CHALLENGE: Give the lines of the material as a JSON list of strings, one string per line and blank lines omitted, starting with the first line and going on through the line that contains "480], [278, 509]]]". Leave the pictures out of the answer.

※

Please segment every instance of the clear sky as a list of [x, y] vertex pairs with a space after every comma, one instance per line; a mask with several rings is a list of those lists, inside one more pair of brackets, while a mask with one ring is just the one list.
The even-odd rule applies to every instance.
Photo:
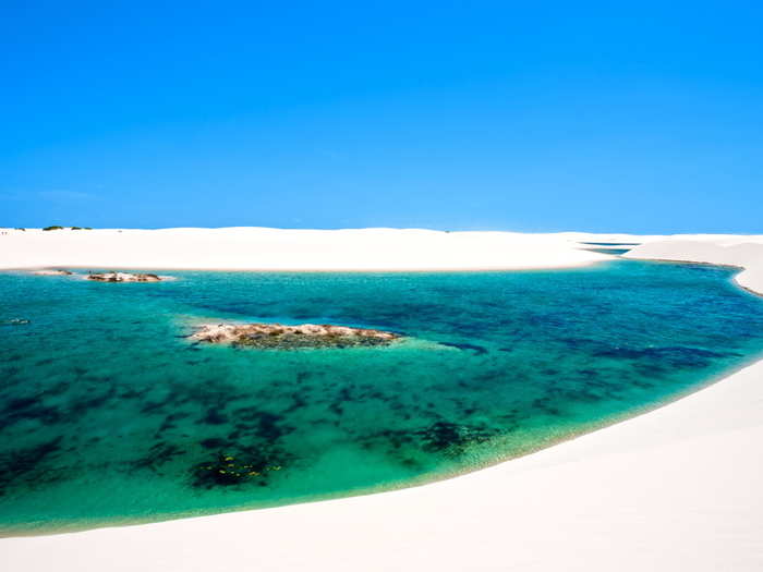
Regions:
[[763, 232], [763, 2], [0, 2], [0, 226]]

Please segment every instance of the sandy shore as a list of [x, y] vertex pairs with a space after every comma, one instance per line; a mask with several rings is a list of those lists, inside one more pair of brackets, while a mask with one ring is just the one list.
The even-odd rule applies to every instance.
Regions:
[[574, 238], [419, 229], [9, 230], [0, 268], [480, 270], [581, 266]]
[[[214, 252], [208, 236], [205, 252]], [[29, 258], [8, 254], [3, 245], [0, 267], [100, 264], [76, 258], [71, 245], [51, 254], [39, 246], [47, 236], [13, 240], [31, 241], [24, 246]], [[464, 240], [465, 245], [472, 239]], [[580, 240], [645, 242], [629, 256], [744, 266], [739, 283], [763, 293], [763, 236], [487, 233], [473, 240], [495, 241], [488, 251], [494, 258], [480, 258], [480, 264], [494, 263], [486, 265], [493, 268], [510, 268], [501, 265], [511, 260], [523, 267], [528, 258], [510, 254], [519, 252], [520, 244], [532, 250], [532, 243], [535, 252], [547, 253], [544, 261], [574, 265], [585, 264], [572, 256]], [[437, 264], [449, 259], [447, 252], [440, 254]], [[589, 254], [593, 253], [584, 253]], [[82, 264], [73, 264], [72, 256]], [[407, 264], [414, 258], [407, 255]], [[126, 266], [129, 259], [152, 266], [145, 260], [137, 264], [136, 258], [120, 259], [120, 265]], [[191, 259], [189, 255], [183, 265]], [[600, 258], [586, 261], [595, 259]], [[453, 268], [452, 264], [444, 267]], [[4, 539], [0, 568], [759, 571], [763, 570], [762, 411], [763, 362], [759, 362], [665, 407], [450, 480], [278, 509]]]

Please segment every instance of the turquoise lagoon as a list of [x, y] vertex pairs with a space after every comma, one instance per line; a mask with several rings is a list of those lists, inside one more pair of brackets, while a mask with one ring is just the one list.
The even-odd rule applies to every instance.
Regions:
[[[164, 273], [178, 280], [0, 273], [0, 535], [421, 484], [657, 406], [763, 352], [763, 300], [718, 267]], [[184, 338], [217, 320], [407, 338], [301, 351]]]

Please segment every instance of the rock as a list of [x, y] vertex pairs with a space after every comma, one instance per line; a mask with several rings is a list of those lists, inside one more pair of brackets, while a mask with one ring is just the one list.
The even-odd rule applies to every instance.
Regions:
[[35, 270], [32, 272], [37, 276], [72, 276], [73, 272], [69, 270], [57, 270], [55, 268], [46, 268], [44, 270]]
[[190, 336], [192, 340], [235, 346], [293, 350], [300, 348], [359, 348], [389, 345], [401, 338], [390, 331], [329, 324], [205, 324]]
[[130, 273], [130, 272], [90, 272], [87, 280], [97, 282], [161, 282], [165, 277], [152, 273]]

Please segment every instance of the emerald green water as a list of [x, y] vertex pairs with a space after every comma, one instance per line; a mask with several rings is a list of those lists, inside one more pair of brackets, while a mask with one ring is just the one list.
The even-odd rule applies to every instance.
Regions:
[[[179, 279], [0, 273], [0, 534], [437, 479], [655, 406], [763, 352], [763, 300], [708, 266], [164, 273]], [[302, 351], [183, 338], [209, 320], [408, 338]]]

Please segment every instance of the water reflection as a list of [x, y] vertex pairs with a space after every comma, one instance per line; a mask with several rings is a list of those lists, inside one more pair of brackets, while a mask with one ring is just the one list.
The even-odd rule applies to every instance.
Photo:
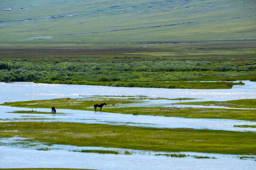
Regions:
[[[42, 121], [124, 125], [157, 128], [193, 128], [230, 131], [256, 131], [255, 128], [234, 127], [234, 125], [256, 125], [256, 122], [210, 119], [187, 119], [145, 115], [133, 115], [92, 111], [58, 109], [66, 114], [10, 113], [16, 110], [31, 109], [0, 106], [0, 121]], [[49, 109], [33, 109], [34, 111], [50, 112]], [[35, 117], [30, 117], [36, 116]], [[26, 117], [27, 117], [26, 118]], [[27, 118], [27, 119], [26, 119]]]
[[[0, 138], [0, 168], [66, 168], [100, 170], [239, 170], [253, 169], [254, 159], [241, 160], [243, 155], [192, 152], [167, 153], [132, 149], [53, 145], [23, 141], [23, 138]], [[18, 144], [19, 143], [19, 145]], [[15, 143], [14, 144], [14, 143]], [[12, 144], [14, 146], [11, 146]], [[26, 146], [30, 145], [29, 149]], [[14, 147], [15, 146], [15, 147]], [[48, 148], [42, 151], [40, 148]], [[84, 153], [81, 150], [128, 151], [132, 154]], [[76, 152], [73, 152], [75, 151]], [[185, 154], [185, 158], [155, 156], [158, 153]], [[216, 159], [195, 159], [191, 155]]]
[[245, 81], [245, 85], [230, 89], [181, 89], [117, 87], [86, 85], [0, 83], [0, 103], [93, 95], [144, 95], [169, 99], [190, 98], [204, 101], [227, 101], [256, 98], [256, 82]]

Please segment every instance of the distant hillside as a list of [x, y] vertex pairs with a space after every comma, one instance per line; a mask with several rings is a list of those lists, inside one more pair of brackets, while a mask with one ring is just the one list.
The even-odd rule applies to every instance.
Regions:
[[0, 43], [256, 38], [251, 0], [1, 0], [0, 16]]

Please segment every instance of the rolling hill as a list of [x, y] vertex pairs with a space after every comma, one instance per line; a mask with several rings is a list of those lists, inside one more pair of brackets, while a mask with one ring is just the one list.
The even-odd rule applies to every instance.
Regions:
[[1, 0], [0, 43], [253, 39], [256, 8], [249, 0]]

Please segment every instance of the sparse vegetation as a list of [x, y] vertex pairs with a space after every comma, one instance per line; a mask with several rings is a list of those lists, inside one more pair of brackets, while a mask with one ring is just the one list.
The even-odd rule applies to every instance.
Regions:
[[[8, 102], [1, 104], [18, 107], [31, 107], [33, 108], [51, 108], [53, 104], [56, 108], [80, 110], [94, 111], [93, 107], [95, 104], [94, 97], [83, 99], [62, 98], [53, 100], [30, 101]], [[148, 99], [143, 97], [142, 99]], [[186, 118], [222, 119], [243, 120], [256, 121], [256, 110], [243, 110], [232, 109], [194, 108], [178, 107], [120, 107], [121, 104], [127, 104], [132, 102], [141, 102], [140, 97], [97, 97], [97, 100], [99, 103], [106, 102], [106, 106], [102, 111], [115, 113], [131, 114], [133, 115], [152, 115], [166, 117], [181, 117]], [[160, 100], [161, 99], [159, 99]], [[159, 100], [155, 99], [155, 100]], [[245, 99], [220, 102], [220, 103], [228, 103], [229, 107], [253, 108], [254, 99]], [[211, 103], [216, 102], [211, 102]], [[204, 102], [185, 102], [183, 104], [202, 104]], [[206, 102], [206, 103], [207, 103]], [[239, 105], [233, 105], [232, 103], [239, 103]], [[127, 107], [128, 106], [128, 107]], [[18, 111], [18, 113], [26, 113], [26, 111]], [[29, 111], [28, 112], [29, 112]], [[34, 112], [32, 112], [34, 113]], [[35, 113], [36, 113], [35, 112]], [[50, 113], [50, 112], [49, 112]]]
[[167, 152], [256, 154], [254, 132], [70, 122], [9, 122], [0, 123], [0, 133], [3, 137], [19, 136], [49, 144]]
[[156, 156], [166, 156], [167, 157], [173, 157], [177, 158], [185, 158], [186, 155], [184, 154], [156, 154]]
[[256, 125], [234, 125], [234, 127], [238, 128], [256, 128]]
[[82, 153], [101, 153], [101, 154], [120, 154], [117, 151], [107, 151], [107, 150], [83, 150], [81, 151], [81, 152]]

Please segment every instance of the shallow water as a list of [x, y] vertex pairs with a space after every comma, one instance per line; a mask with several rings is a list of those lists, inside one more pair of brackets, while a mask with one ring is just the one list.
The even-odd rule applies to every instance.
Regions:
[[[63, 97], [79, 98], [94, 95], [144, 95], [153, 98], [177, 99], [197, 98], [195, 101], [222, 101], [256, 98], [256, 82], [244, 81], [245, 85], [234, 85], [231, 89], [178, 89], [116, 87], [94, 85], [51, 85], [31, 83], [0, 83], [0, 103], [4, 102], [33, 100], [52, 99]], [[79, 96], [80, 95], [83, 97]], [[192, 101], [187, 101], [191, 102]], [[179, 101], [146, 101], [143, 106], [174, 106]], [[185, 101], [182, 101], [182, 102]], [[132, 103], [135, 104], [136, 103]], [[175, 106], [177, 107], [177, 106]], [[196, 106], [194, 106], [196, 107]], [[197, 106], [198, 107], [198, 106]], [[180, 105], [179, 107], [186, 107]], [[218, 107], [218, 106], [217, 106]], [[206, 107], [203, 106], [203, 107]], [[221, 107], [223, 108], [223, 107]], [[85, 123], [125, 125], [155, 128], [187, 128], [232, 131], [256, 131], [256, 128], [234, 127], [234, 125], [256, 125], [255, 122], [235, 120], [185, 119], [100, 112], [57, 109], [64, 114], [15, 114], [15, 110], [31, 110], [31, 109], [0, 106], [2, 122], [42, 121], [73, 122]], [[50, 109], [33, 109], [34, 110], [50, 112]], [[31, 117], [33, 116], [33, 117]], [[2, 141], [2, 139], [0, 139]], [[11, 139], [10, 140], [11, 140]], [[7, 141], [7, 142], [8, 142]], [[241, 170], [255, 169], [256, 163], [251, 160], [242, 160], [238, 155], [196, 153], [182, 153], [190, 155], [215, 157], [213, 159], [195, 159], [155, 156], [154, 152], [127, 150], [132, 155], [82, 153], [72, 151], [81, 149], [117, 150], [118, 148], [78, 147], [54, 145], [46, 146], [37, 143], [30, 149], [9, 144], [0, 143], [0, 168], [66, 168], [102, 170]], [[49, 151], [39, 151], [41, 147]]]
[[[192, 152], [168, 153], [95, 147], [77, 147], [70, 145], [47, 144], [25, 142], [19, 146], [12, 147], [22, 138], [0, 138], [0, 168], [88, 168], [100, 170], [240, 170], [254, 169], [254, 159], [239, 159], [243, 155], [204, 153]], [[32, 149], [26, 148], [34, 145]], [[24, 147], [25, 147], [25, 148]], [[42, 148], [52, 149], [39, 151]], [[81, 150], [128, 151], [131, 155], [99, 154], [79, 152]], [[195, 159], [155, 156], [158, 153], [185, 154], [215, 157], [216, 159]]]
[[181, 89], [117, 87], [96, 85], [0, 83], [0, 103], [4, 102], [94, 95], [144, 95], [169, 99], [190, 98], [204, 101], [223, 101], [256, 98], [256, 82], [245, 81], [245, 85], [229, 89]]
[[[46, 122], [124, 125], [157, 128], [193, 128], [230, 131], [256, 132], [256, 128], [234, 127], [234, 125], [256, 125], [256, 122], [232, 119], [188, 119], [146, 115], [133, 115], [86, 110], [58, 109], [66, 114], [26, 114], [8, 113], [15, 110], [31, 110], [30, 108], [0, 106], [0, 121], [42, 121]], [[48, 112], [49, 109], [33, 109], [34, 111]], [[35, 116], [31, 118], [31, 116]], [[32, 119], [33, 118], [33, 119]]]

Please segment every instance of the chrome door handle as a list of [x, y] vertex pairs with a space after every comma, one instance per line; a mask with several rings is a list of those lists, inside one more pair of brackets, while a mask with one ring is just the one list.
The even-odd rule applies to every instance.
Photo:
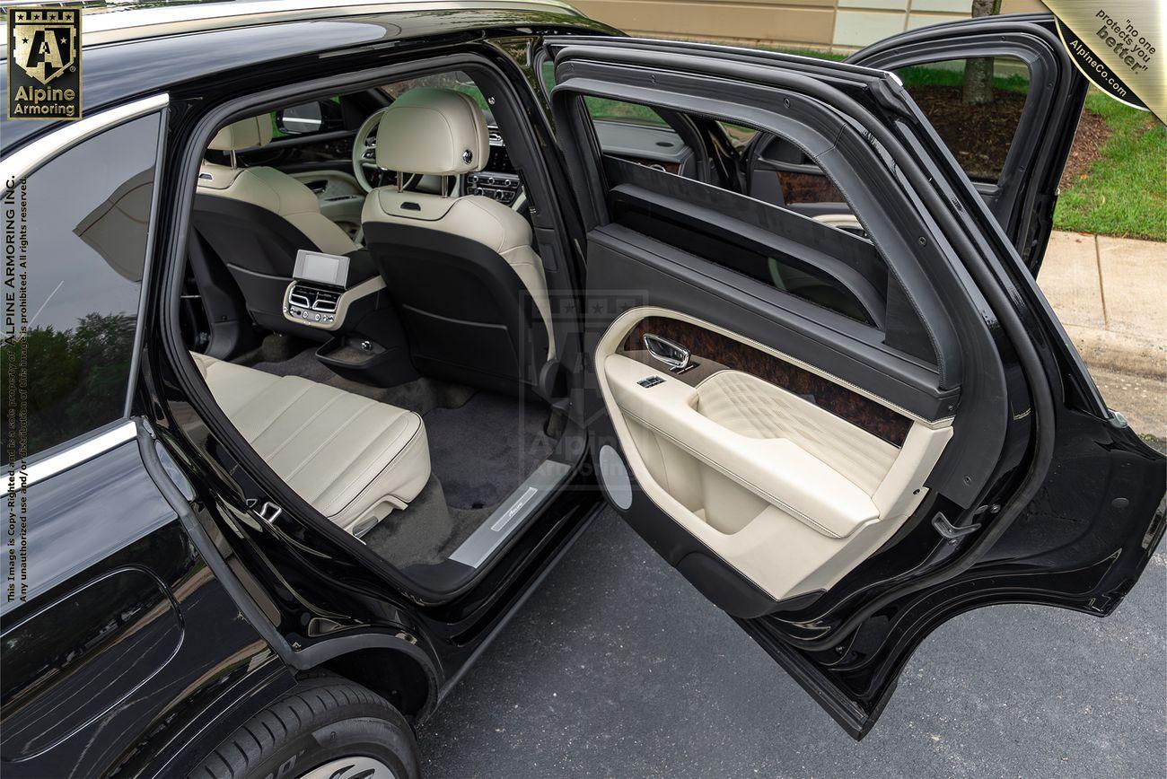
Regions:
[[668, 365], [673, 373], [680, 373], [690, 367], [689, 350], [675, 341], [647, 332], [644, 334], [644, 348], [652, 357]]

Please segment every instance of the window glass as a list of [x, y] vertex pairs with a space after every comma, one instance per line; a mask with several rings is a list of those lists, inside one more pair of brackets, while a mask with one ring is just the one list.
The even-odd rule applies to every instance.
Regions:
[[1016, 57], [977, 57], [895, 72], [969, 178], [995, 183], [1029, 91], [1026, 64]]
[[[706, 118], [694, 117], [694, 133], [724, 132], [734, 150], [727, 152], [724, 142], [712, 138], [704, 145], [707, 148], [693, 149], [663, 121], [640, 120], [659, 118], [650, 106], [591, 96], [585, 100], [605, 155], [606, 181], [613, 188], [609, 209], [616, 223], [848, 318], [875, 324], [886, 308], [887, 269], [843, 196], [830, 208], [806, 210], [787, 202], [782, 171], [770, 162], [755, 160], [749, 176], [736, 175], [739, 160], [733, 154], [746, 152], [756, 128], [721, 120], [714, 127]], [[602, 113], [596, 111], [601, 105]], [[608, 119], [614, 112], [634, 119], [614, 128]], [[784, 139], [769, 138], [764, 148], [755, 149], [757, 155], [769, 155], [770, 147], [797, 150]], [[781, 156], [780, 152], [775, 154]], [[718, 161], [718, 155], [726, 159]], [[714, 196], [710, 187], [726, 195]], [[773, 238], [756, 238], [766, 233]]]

※

ANSWER TO THIS EXERCISE:
[
  "Please segment every instance of the clear sky as a list of [x, y] vertex pairs with a space after every comma, one instance per line; a mask with several rings is a list of those lists, inside one more pair of brackets, while a mask with one ring is just the one list.",
  "The even-odd rule applies to every instance.",
  "Photo:",
  "Regions:",
  "[[763, 232], [763, 2], [0, 2], [0, 226]]",
  "Please segment every instance of the sandy shore as a list of [x, y] vertex pairs with a space after every comma, one instance per line; a mask with several rings is a list of those lists, inside one more pair of brackets, while a mask with one ring is just the one list.",
  "The even-odd rule applies to every instance.",
  "Regions:",
  "[[574, 238], [419, 229], [9, 230], [0, 268], [480, 270], [581, 266]]",
  "[[[214, 252], [208, 236], [205, 252]], [[29, 258], [8, 254], [3, 245], [0, 267], [100, 264], [76, 258], [71, 245], [51, 254], [39, 246], [47, 236], [13, 240], [31, 241], [24, 246]], [[464, 240], [465, 245], [472, 239]], [[580, 240], [645, 242], [629, 256], [744, 266], [739, 283], [763, 293], [763, 236], [487, 233], [473, 240], [495, 241], [488, 251], [494, 258], [480, 258], [480, 264], [494, 263], [486, 265], [493, 268], [510, 268], [501, 265], [511, 260], [523, 267], [528, 258], [510, 254], [519, 252], [520, 244], [532, 250], [532, 243], [535, 252], [547, 253], [544, 261], [574, 265], [585, 264], [572, 256]], [[437, 264], [449, 259], [447, 252], [440, 254]], [[589, 254], [593, 253], [584, 253]], [[82, 264], [73, 264], [72, 256]], [[407, 264], [414, 258], [407, 255]], [[126, 266], [129, 259], [152, 266], [145, 260], [137, 264], [136, 258], [120, 259], [120, 265]], [[191, 259], [189, 255], [183, 265]], [[600, 258], [586, 261], [595, 259]], [[453, 268], [452, 264], [444, 267]], [[4, 539], [0, 568], [759, 571], [763, 570], [762, 411], [763, 362], [759, 362], [665, 407], [450, 480], [278, 509]]]"
]